**RECORDS FOR THE EXERCISE:**
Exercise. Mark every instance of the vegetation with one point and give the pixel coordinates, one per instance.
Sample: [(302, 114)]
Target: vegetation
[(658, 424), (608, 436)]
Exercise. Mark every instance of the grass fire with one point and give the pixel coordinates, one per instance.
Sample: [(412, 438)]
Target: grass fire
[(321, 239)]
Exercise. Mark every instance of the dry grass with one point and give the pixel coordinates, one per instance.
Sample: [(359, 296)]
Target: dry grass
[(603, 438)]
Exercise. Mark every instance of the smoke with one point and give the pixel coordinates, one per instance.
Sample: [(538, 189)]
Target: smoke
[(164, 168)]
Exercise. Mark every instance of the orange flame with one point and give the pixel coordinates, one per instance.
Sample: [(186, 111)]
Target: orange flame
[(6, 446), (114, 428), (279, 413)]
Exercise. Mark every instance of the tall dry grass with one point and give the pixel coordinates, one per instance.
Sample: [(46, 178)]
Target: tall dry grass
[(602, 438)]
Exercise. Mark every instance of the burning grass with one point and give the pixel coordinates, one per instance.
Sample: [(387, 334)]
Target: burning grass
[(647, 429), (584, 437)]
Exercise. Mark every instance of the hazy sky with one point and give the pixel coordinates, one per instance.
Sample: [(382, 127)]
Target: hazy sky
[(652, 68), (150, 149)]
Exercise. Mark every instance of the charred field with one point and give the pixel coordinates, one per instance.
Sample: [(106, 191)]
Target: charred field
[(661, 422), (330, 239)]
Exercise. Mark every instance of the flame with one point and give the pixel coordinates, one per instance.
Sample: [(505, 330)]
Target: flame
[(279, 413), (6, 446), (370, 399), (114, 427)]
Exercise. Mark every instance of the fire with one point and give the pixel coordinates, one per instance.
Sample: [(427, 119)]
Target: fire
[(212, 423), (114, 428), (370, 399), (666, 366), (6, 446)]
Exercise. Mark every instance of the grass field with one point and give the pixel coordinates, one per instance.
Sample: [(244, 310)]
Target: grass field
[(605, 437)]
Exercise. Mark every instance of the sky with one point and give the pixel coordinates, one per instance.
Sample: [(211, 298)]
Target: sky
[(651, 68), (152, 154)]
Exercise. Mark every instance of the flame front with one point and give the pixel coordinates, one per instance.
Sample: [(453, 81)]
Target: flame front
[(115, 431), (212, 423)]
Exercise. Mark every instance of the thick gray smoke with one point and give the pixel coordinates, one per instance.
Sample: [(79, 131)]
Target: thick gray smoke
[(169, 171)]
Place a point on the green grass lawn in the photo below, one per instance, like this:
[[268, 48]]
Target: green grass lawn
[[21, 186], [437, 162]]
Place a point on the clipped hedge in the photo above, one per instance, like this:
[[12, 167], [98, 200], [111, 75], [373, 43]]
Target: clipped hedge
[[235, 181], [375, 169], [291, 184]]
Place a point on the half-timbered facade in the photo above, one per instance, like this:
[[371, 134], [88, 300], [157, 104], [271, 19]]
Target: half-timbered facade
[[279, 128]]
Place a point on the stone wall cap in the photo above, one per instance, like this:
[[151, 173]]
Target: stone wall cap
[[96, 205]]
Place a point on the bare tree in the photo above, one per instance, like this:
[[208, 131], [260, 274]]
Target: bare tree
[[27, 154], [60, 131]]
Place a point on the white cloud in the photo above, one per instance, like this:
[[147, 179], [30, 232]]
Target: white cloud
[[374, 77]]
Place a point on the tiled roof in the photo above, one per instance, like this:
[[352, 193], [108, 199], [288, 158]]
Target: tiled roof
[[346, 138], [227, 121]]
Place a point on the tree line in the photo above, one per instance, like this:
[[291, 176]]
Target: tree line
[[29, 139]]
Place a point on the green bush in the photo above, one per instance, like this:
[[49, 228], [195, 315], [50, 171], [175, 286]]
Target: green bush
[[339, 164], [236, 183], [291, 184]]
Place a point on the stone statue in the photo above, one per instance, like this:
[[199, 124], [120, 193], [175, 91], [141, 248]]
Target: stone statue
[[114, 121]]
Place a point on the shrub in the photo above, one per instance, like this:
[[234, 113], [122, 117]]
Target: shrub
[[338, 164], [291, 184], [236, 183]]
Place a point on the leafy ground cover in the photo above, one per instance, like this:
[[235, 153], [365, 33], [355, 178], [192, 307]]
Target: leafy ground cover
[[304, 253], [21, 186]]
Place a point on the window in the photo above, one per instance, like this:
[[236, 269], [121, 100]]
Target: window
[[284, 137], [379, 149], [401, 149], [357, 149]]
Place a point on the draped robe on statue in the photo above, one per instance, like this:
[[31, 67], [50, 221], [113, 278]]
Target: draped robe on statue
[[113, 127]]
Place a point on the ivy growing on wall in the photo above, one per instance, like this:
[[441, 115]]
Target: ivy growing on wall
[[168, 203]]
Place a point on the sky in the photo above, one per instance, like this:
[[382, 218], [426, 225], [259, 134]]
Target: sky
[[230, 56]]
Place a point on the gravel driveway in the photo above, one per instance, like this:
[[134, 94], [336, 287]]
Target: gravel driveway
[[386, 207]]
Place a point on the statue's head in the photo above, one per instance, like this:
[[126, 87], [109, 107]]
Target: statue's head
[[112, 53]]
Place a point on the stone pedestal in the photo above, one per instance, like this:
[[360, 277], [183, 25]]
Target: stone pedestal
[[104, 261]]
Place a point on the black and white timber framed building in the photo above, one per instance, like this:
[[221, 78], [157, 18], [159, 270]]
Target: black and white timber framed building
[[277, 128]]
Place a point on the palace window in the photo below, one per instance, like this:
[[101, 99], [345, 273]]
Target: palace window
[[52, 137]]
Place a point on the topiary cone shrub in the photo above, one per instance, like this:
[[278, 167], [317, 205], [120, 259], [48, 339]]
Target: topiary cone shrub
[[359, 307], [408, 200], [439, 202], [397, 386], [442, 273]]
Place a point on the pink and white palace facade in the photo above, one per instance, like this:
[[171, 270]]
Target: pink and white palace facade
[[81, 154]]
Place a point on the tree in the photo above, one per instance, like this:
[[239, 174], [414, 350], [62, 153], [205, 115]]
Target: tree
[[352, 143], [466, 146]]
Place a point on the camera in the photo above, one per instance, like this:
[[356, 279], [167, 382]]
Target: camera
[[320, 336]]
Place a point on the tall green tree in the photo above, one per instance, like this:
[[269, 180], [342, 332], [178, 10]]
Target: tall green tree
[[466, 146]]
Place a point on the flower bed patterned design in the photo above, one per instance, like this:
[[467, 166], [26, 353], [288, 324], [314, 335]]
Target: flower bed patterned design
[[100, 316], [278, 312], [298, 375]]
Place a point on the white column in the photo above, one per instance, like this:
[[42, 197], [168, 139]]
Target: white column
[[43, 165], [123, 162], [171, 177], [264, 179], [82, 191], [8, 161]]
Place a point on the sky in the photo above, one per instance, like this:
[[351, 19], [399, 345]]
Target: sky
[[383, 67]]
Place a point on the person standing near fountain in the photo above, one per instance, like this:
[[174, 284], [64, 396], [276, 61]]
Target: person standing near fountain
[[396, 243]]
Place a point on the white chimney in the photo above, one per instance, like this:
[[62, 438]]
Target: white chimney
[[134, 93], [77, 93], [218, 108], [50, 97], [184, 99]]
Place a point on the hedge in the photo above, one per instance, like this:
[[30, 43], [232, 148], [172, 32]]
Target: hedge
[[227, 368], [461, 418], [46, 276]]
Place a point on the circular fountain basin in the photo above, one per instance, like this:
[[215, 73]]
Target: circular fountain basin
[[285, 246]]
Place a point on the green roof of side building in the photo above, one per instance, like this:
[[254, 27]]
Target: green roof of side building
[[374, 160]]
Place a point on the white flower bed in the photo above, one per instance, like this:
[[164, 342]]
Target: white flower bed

**WHAT TO DO:** Give back the complete material verbatim.

**EXERCISE SOLUTION:**
Exercise. Mark every instance of the vegetation with one point and give the pixel coordinates, one per instance.
Sample: [(302, 114)]
Target: vegetation
[(658, 424), (608, 436)]
Exercise. Mark every instance of the grass fire with one point and give the pixel coordinates, one per instance.
Sample: [(412, 438)]
Target: grass fire
[(321, 239)]
Exercise. Mark every instance of the dry grass with one point and give the pixel coordinates, one per instance.
Sample: [(359, 296)]
Target: dry grass
[(603, 438)]
Exercise. Mark every instance of the smoke with one point and give the pixel coordinates, one per instance.
Sample: [(538, 189)]
Target: smoke
[(164, 168)]
Exercise. Mark every instance of the orange flame with one point and give the pixel coordinates, one per instance.
Sample: [(186, 111)]
Target: orange flame
[(6, 446), (114, 428), (279, 413)]
Exercise. Mark every instance of the tall dry grass with one point and give the pixel coordinates, one per instance.
Sample: [(46, 178)]
Target: tall dry grass
[(602, 438)]
Exercise. Mark every instance of the burning grass with one point and give the pixel coordinates, one per instance.
Sample: [(387, 334)]
Target: burning grass
[(647, 429), (584, 437)]
Exercise. Mark every instance of the hazy sky with one point and give the pixel coordinates, one per instance.
Sample: [(382, 127)]
Target: hazy sky
[(652, 68), (150, 149)]
Exercise. Mark every instance of the charred field with one point and give the pixel coordinates, one per instance.
Sample: [(106, 191)]
Target: charred field
[(661, 422), (330, 239)]
Exercise. Mark every instance of the flame with one point and give the pixel coordinates, one per instance.
Sample: [(505, 330)]
Target: flame
[(279, 413), (6, 446), (370, 399), (114, 427)]
Exercise. Mark every instance of the fire with one point and give the pixel coordinates, one per instance.
Sample: [(427, 119)]
Target: fire
[(212, 423), (114, 428), (370, 399), (666, 366), (6, 446)]
Exercise. Mark every instance of the grass field with one point and give the pixel coordinates, one per instance.
Sample: [(244, 310)]
Target: grass field
[(605, 437)]
Exercise. Mark every instance of the sky with one point and give the pixel coordinates, one per instance.
Sample: [(211, 298)]
Target: sky
[(651, 68), (152, 154)]
Exercise. Mark every instance of the flame front with one point and give the pixel coordinates, one per instance.
Sample: [(453, 81)]
Target: flame front
[(115, 431), (212, 423)]
Exercise. Mark every instance of the thick gray smoke with one point and give the pixel coordinates, one per instance.
Sample: [(79, 131)]
Target: thick gray smoke
[(169, 171)]
Place a point on the green grass lawn in the photo below, one per instance, like this:
[[268, 48]]
Target: green grass lawn
[[21, 186], [437, 162]]
Place a point on the clipped hedge in the photo above, one per instance, like this:
[[12, 167], [98, 200], [111, 75], [373, 43]]
Target: clipped hedge
[[235, 181], [375, 169], [291, 184]]
Place a point on the half-timbered facade in the photo above, one per instance, like this:
[[371, 134], [88, 300], [157, 104], [271, 19]]
Target: half-timbered facade
[[279, 128]]
Place a point on the stone wall cap in the photo above, one per instance, like this:
[[151, 173]]
Target: stone wall cap
[[96, 205]]
Place a point on the bare tree in the photo above, one per instance, like this:
[[208, 131], [260, 274]]
Target: bare tree
[[27, 154], [60, 131]]
Place a point on the white cloud in the photo above, one per instance, like this:
[[147, 179], [30, 232]]
Target: white cloud
[[374, 77]]
Place a point on the tiled roof in the photo above, one per instance, like this:
[[352, 193], [108, 199], [288, 158]]
Target: tiled roof
[[346, 138], [227, 121]]
Place a point on the tree line in the photo above, one per instance, like this:
[[291, 176]]
Target: tree line
[[29, 139]]
Place a point on the green bush in the photo above, one per instance, like this:
[[49, 228], [195, 315], [50, 171], [175, 286]]
Target: green bush
[[339, 164], [236, 183], [291, 184]]
Place a point on the stone statue in the photo above, one per instance, like this:
[[199, 124], [120, 193], [175, 91], [141, 248]]
Target: stone statue
[[114, 121]]
Place a point on the shrub in the photo above, one per instance, like this:
[[234, 113], [122, 117]]
Target: shrub
[[338, 164], [291, 184], [236, 183]]
Place a point on the leafy ground cover in the photo above, one per instance, like this:
[[235, 153], [365, 33], [355, 178], [192, 307]]
Target: leafy ground cover
[[304, 253], [21, 186]]
Place a point on the window in the photo above, one per instance, like this:
[[236, 269], [121, 100]]
Target: window
[[284, 137], [379, 149], [401, 149], [357, 149]]
Place a point on the draped robe on statue in the photo above, one per instance, like this:
[[31, 67], [50, 221], [113, 278]]
Target: draped robe on statue
[[113, 127]]
Place a point on the ivy growing on wall in the photo above, one per instance, like this:
[[441, 115]]
Target: ivy growing on wall
[[168, 203]]
Place a point on the sky in the photo above, one per instance, like this:
[[382, 218], [426, 225], [259, 134]]
Target: sky
[[230, 56]]
Place a point on the gravel driveway in the photo above, one per instance, like this:
[[134, 94], [336, 287]]
Target: gravel driveway
[[386, 207]]
Place a point on the statue's head in the photo above, one per instance, like this:
[[126, 87], [109, 107]]
Target: statue's head
[[112, 53]]
Place a point on the stone pedestal in the photo above, one per instance, like this:
[[360, 277], [183, 25]]
Target: stone pedestal
[[104, 261]]
Place a point on the black and white timber framed building in the photo above, one per instance, like this:
[[221, 78], [157, 18], [159, 270]]
Target: black and white timber framed building
[[277, 128]]
Place a point on the palace window in the photo below, one per instance, like this:
[[101, 99], [345, 273]]
Target: palace window
[[52, 137]]
Place a point on the topiary cone shrub in the photo above, one per instance, like this:
[[278, 167], [317, 205], [120, 259], [48, 339]]
Target: topiary cone shrub
[[359, 307], [408, 200], [439, 202], [397, 386], [442, 273]]
Place a point on the pink and white palace facade in the photo above, one per instance, like this:
[[171, 270]]
Target: pink and white palace facade
[[81, 154]]
Place a point on the tree in the photo above, one per instance, like this:
[[239, 174], [414, 350], [62, 153], [205, 115]]
Target: tree
[[352, 143], [466, 146]]
Place a point on the camera in the photo above, one per instance, like this:
[[356, 279], [167, 382]]
Target: camera
[[320, 336]]
Place a point on the tall green tree in the photo above, one per instance, like this:
[[269, 180], [342, 332], [178, 10]]
Target: tall green tree
[[466, 146]]
Place a point on the flower bed patterned design in the photo above, one per instance, like this:
[[467, 166], [26, 353], [288, 324], [314, 335]]
Target: flower bed patterned design
[[100, 316], [278, 312], [298, 375]]
Place a point on the white column in the photo above, one per instance, like this:
[[42, 197], [168, 139]]
Target: white column
[[43, 165], [123, 162], [171, 177], [264, 179], [82, 191], [8, 161]]
Place a point on the sky in the photo above, one per instance, like this:
[[351, 19], [399, 345]]
Target: sky
[[383, 67]]
Place a point on the person standing near fountain in the photo above, one per instance, like this:
[[174, 284], [64, 396], [276, 61]]
Target: person standing near fountain
[[396, 243]]
Place a point on the white chimney in the photo above, one per instance, like this:
[[62, 438]]
Target: white chimney
[[134, 93], [77, 93], [218, 108], [50, 97], [184, 99]]
Place a point on the hedge in the photo above, one per instance, like this:
[[30, 43], [232, 148], [172, 32]]
Target: hedge
[[227, 368], [461, 418], [46, 276]]
Place a point on the circular fountain basin in the photo above, one per instance, like this:
[[215, 73]]
Target: circular fountain basin
[[285, 246]]
Place a point on the green roof of side building in the photo above, one per instance, like this:
[[254, 27]]
Target: green roof of side building
[[374, 160]]
Place a point on the white flower bed in the photo above, one per instance, like this:
[[164, 342]]
Target: white flower bed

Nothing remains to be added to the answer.